Evidence continues to stack up against fluoride, which makes perfect sense when you consider that it’s a known neurotoxin and endocrine disruptor. Now, several new studies add weight to the case against relying on fluoride to prevent tooth decay.
One of these, just published in JAMA Pediatrics, took a fresh look at the suspected relationship between fluoride exposure and lower IQ. Its authors followed hundreds of pregnant Canadian women over several years to evaluate the impact of fluoride on their offsprings’ cognitive development. Some lived in fluoridated areas, while others lived in non-fluoridated communities.
Testing their children between the ages of 3 and 4, the research team “found that estimated maternal exposure to higher fluoride levels during pregnancy was associated with lower IQ scores in children.”
The researchers found that for every increase of 1 milligram per liter concentration of fluoride in a mother’s urine, the child’s IQ score dropped 3.7 points. Male children saw a 4.5-point lower IQ score for each 1 milligram per liter, while there was no significant link when it came to female children, though the researchers could not point to why.

— PROVIDED DATA —
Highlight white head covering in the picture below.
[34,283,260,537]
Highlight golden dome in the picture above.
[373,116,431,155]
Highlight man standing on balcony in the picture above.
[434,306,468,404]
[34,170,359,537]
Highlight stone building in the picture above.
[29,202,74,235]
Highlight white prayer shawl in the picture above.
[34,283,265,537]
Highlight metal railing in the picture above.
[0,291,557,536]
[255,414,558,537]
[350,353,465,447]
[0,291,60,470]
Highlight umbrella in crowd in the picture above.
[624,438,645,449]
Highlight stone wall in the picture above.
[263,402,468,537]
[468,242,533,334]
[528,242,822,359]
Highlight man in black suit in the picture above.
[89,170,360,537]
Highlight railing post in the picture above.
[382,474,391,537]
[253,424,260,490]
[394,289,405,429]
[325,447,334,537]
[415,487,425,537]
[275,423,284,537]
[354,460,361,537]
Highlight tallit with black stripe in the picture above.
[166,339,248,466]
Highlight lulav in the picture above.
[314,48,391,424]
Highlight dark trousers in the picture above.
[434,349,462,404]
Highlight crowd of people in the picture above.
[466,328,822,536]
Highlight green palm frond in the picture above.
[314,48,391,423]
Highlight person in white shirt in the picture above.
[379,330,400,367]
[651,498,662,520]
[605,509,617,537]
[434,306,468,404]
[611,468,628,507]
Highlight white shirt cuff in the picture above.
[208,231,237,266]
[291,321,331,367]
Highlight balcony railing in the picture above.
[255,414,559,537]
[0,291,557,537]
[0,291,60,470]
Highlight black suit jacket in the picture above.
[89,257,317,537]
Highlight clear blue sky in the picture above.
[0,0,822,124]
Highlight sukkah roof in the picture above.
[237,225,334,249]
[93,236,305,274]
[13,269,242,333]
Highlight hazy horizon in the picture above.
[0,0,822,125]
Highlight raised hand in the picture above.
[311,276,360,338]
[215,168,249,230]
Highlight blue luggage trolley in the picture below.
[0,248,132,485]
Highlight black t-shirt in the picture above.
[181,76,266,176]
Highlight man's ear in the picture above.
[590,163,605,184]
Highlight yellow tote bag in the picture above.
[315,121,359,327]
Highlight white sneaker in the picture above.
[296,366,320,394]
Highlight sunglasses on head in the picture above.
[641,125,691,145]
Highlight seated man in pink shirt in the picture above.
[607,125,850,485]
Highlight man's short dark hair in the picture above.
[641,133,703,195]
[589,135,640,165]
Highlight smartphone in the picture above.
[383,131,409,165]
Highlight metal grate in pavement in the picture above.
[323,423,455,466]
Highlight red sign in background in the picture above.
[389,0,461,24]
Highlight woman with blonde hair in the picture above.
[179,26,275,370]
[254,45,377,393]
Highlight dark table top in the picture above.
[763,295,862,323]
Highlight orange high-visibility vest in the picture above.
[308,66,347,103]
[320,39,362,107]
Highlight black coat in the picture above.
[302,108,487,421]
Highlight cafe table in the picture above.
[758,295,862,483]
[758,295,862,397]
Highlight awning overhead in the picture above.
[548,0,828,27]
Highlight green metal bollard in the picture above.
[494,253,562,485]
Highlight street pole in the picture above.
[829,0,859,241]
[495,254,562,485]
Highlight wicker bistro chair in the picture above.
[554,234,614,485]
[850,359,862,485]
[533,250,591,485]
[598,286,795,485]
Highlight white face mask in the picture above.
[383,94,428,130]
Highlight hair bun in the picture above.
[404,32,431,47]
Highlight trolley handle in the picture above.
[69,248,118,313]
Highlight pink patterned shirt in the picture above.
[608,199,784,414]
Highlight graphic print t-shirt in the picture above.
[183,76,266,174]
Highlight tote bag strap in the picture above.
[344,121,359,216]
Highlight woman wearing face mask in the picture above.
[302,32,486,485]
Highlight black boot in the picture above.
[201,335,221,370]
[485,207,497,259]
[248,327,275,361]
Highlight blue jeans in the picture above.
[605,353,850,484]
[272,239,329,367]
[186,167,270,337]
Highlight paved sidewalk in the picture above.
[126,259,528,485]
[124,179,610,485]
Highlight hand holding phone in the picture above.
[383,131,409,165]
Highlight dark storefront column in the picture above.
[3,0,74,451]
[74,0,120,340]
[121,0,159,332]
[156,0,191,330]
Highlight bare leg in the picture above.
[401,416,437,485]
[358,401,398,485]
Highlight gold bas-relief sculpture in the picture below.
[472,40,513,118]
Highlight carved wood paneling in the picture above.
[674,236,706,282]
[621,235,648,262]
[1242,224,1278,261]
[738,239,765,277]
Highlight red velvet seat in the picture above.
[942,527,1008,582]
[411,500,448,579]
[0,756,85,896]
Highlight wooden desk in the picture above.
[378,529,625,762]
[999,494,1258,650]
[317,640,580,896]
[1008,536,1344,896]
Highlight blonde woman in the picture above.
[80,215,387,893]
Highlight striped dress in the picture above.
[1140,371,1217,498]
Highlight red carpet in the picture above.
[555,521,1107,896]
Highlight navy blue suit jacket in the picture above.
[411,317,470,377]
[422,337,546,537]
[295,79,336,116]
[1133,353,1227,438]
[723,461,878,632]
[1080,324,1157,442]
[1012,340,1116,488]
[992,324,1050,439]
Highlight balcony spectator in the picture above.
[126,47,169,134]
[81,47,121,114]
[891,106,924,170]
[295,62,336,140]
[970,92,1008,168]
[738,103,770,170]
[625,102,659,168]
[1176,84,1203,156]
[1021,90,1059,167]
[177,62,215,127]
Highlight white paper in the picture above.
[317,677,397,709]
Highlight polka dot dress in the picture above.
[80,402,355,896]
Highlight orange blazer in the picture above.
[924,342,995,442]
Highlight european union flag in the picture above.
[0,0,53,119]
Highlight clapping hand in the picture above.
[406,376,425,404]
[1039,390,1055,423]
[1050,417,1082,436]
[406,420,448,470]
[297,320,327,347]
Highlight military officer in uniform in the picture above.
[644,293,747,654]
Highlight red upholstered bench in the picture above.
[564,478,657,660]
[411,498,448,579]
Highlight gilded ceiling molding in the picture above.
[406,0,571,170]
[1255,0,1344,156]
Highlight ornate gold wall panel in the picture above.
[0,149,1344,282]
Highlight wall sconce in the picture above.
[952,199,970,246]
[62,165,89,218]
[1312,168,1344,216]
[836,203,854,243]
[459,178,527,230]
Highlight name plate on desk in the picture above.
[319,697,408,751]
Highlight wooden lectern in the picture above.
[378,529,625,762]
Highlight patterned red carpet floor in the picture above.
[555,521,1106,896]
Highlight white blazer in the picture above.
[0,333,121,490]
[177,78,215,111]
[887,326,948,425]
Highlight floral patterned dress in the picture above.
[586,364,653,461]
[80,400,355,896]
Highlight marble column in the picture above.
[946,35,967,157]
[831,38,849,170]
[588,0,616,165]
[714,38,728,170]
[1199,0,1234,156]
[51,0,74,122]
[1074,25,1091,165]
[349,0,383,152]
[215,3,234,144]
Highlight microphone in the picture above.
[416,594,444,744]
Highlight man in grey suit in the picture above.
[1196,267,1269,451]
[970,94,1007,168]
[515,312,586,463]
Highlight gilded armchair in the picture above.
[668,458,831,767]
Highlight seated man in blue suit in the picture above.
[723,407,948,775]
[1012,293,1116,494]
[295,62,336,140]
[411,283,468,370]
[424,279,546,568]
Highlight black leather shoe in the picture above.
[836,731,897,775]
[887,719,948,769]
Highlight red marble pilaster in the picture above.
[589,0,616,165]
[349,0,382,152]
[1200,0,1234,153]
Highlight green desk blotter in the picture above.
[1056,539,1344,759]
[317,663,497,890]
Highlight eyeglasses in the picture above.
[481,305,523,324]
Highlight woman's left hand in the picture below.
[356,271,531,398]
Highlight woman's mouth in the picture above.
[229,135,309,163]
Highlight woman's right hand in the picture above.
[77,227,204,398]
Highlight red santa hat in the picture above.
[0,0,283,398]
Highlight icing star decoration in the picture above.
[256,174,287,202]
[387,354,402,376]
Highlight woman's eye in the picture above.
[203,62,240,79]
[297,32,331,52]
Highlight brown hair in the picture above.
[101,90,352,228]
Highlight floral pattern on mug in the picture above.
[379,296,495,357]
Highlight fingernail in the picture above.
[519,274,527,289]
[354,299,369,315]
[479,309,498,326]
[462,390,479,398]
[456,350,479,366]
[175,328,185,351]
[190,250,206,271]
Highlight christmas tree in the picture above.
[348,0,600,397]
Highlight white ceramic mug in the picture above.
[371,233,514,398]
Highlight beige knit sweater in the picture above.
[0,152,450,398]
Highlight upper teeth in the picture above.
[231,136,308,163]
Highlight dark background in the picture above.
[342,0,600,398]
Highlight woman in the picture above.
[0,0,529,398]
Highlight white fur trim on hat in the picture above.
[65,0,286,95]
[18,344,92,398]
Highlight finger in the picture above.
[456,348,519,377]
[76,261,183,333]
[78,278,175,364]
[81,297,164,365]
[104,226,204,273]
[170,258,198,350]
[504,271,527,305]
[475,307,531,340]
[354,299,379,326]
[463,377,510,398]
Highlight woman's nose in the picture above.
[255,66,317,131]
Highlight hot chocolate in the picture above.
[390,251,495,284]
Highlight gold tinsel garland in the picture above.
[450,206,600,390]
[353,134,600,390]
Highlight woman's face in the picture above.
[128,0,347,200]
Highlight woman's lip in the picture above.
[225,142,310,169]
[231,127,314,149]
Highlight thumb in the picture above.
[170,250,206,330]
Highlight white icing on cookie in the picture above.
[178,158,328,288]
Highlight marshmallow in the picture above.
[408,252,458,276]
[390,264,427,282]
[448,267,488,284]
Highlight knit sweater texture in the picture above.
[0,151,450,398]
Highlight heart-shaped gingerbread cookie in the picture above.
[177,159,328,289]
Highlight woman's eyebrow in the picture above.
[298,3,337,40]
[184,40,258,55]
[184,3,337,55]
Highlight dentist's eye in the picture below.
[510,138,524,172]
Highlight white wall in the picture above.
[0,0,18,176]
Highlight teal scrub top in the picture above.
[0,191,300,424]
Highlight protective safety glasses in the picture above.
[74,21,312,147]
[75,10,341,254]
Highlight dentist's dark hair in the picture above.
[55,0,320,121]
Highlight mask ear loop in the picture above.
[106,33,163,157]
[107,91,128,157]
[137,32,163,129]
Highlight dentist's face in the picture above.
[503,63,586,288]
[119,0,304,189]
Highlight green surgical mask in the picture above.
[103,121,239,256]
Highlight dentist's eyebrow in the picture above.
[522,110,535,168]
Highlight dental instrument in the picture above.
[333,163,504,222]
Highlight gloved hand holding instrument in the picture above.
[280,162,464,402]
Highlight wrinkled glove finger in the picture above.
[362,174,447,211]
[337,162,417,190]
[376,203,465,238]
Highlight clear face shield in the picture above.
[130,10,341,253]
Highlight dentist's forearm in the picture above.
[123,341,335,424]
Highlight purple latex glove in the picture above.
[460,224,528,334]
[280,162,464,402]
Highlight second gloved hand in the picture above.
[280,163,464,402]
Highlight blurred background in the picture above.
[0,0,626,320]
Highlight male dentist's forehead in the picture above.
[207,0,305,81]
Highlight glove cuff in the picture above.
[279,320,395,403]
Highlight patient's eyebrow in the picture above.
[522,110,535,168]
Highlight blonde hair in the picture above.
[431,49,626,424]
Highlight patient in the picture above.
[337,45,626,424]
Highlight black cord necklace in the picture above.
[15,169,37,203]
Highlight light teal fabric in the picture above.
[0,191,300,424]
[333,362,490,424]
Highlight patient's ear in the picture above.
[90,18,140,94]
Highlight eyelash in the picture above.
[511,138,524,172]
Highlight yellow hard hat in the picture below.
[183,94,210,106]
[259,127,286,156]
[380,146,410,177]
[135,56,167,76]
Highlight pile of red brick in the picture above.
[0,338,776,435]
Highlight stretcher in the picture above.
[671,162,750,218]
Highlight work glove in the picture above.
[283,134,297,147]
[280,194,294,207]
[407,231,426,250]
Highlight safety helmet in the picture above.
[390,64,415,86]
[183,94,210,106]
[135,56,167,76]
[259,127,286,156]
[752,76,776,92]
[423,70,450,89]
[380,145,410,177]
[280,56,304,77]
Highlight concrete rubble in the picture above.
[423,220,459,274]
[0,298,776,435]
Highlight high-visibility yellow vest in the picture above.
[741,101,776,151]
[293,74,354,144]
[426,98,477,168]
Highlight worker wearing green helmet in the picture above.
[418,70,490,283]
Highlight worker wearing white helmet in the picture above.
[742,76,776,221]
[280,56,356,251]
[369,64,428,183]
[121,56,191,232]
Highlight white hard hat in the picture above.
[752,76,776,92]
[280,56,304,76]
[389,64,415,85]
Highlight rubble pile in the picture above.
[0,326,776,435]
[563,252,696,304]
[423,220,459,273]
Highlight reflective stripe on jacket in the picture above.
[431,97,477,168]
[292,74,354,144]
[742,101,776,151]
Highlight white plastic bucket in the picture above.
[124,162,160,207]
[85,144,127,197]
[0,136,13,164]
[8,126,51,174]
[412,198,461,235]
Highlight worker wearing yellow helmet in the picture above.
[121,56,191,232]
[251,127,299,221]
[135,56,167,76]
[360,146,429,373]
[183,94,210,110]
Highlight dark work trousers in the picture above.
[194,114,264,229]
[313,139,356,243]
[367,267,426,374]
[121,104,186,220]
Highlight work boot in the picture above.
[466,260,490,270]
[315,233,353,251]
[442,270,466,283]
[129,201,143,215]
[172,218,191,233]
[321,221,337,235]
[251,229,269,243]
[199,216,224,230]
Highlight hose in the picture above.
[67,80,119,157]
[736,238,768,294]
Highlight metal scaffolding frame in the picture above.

— REQUIRED ACTIONS —
1. Answer these questions from the text on fluoride:
(a) Which journal published the study on fluoride exposure and IQ?
(b) At what ages were the children tested?
(c) How much lower was the IQ score of male children for each 1 milligram per liter?
2. Duplicate the passage of the text on fluoride that opens with the words "Evidence continues to" and closes with "prevent tooth decay.".

— WRITTEN RESPONSES —
1.
(a) JAMA Pediatrics
(b) Between the ages of 3 and 4
(c) 4.5 points

2.
Evidence continues to stack up against fluoride, which makes perfect sense when you consider that it’s a known neurotoxin and endocrine disruptor. Now, several new studies add weight to the case against relying on fluoride to prevent tooth decay.